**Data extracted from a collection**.
***
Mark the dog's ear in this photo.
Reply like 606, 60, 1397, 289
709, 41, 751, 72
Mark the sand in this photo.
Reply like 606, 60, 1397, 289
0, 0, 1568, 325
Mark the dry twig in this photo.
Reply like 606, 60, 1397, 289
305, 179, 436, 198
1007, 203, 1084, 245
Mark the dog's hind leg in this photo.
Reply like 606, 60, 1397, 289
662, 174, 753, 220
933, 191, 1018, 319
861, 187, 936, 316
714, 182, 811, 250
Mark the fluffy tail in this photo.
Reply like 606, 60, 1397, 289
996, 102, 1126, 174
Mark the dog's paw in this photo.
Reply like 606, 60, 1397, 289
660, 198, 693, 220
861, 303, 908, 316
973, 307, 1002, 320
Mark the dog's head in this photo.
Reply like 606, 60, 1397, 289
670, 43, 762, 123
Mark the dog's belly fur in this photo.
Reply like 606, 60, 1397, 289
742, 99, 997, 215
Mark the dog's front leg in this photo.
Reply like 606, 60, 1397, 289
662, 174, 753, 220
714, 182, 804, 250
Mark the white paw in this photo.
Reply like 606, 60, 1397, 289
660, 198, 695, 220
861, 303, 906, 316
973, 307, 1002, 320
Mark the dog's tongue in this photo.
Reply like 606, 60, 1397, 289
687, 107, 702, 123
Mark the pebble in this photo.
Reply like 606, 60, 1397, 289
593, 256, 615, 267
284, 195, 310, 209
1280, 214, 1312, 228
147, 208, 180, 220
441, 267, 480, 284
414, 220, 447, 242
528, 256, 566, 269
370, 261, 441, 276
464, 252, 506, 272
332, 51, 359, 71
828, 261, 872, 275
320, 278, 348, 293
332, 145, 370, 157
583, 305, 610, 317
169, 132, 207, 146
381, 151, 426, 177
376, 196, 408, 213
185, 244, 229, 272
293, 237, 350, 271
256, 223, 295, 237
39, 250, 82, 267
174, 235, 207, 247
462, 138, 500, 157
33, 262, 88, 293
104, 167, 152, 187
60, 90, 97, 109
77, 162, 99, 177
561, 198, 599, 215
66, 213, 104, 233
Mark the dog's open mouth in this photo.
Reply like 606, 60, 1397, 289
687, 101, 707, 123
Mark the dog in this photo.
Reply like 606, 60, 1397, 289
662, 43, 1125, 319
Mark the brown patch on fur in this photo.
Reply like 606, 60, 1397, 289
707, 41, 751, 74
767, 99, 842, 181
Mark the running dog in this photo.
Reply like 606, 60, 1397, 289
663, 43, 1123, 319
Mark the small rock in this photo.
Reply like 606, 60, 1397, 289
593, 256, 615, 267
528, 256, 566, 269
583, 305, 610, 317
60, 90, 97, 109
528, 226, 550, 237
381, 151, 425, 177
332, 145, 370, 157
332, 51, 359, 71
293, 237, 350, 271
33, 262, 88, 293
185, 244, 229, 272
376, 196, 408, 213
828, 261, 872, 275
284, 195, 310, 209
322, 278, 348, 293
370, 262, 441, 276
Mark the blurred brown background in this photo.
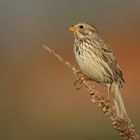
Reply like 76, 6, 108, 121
0, 0, 140, 140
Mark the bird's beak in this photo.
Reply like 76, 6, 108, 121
68, 26, 77, 32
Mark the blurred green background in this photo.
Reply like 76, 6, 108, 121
0, 0, 140, 140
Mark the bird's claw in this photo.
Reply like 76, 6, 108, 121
74, 70, 87, 89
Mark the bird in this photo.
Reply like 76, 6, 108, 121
68, 23, 129, 120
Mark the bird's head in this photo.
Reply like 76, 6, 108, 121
68, 23, 96, 39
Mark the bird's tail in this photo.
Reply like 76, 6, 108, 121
110, 82, 130, 121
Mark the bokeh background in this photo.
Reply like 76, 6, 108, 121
0, 0, 140, 140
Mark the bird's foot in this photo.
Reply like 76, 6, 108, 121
74, 70, 88, 89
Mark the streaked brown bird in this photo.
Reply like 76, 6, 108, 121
69, 23, 129, 120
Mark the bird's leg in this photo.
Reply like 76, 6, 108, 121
74, 70, 87, 89
107, 85, 110, 100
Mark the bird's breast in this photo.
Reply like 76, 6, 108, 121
74, 43, 111, 83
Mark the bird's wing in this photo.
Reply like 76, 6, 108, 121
95, 38, 124, 81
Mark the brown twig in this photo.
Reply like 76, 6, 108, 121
43, 45, 139, 140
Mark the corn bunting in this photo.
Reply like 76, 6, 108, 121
69, 23, 129, 120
***
**TASK BRIEF**. Change "Mark" to "Outline" throughout the records above and rewrite all of their lines with nothing else altered. Leave the pictures out of your answer.

**SOLUTION FOR THIS PROBLEM**.
Outline the dog's ear in this photo.
Reply like 606, 60, 1397, 289
709, 41, 751, 72
Outline the sand in this photo.
Reply like 606, 60, 1397, 289
0, 0, 1568, 325
Outline the dry twig in this photo.
Reply like 606, 60, 1397, 289
305, 179, 436, 198
1007, 203, 1084, 245
Outline the dog's hind leg in this photo.
Reply like 606, 60, 1397, 289
662, 174, 753, 220
933, 191, 1018, 319
861, 187, 936, 316
714, 182, 811, 250
Outline the fluffy tail in this photo.
Reply like 606, 60, 1397, 289
996, 102, 1126, 174
Outline the dog's paw in this photo.
Reply like 606, 60, 1397, 289
660, 198, 693, 220
861, 303, 908, 316
973, 307, 1002, 320
Outline the dog's head in this photo.
Reply like 606, 60, 1397, 289
670, 43, 762, 123
Outline the dog's belly fur in this photo.
Reply like 606, 60, 1397, 289
742, 99, 997, 215
Outline the dog's front leg in this photo.
Reply like 606, 60, 1397, 289
662, 174, 753, 220
714, 182, 804, 250
Outline the white paw in this photo.
Reply like 606, 60, 1397, 289
660, 198, 695, 220
861, 303, 906, 316
973, 307, 1002, 320
Outline the dog's tongue in this photo.
Reply like 606, 60, 1397, 289
687, 107, 702, 123
Outline the pebble in this photo.
Reply like 606, 60, 1397, 289
593, 256, 615, 267
284, 195, 310, 209
1280, 214, 1312, 228
147, 208, 180, 220
441, 267, 480, 284
414, 220, 447, 242
528, 256, 566, 269
370, 261, 441, 276
464, 252, 506, 272
332, 51, 359, 71
828, 261, 872, 275
320, 278, 348, 293
332, 145, 370, 157
583, 305, 610, 317
169, 132, 207, 146
381, 151, 426, 177
376, 196, 408, 213
185, 244, 229, 272
293, 237, 350, 271
256, 223, 295, 237
39, 250, 82, 267
174, 235, 207, 247
462, 138, 500, 157
33, 262, 88, 293
104, 167, 152, 187
60, 90, 97, 109
77, 162, 99, 177
561, 198, 599, 215
66, 213, 104, 233
Outline the dog's open mouth in this photo.
Reply like 606, 60, 1397, 289
687, 101, 707, 123
Outline the dog in this photo.
Reply like 606, 60, 1397, 289
662, 43, 1125, 319
Outline the brown patch on fur in this photo.
Reply like 606, 60, 1397, 289
707, 41, 751, 74
767, 99, 842, 181
Outline the running dog in this photo.
Reply like 606, 60, 1397, 289
663, 43, 1123, 319
Outline the small rock in this photo.
Reply like 606, 60, 1397, 289
593, 256, 615, 267
528, 256, 566, 269
583, 305, 610, 317
60, 90, 97, 109
528, 226, 550, 237
381, 151, 425, 177
332, 145, 370, 157
332, 51, 359, 71
293, 237, 350, 271
33, 262, 88, 293
185, 244, 229, 272
376, 196, 408, 213
828, 261, 872, 275
284, 195, 310, 209
322, 278, 348, 293
370, 262, 441, 276
Outline the blurred brown background in this photo.
Reply like 76, 6, 108, 121
0, 0, 140, 140
Outline the bird's beak in this photo.
Reply like 76, 6, 108, 121
68, 26, 77, 32
Outline the blurred green background in this photo.
Reply like 76, 6, 108, 121
0, 0, 140, 140
Outline the bird's claw in this photo.
Reply like 76, 6, 108, 121
74, 70, 87, 89
Outline the bird in this photo.
Reply like 76, 6, 108, 121
68, 23, 129, 120
Outline the bird's head in this photo.
Reply like 76, 6, 108, 121
68, 23, 96, 39
Outline the bird's tail in this photo.
Reply like 76, 6, 108, 121
110, 82, 130, 121
Outline the bokeh background in this photo.
Reply like 76, 6, 108, 121
0, 0, 140, 140
Outline the bird's foot in this photo.
Reply like 76, 6, 108, 121
74, 70, 88, 89
Outline the streaked brown bird in this photo.
Reply like 76, 6, 108, 121
69, 23, 129, 120
Outline the bird's leg in this photo.
Reply like 76, 6, 108, 121
74, 70, 87, 89
107, 85, 110, 100
Outline the bird's breast in this photo.
Reply like 76, 6, 108, 121
74, 43, 111, 83
Outline the bird's wing in this photo.
Reply like 76, 6, 108, 121
95, 38, 124, 81
Outline the brown twig in this photo.
Reply like 76, 6, 108, 121
43, 45, 139, 140
Outline the corn bunting in this photo.
Reply like 76, 6, 108, 121
69, 23, 129, 120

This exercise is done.